Exercise details: Copy each line that contains the string "locate", taking them from the material.
⁂
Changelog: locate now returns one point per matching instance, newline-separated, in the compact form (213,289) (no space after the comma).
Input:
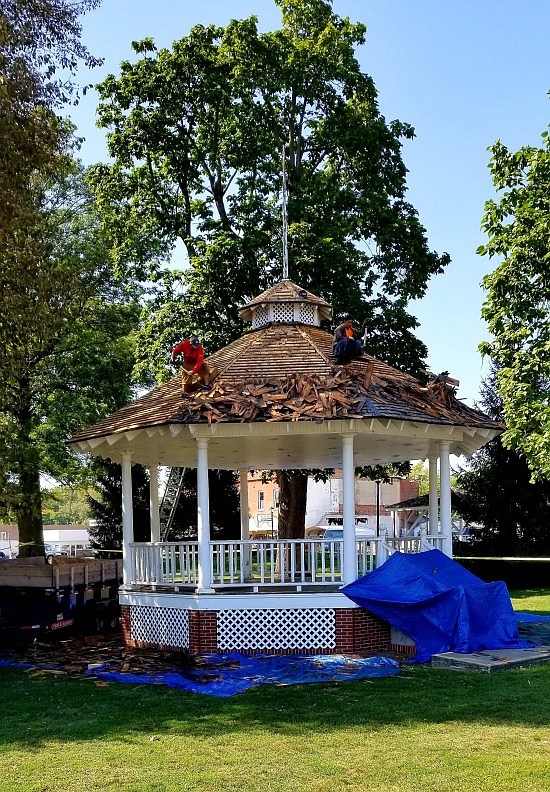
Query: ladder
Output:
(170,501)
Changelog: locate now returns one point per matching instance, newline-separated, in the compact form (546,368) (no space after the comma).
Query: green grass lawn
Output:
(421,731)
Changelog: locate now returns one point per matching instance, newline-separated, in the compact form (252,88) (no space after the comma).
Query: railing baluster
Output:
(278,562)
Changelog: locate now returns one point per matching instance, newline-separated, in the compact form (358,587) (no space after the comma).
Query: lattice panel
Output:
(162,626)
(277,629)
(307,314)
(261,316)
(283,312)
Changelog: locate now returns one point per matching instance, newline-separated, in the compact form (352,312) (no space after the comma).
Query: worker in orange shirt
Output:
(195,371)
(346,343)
⁂
Exercise result:
Changelog: locate now returns one point per matching instance, newline-separated, in the compact form (213,289) (no space after the comma).
Changelog: locate now returns one point per matching instance, newline-separated, in the compact form (546,368) (no space after the comma).
Changelog: locate now returns one point per matching instance, newline-separated, in the compact form (252,88) (no space after the comma).
Changelog: locate now returns one point per matching instance, newline-separated, in the compact form (358,587) (no space after the comma).
Changelog: locate now returns one point per matching instance, newline-separated, in the compact form (352,312) (no space after the comma).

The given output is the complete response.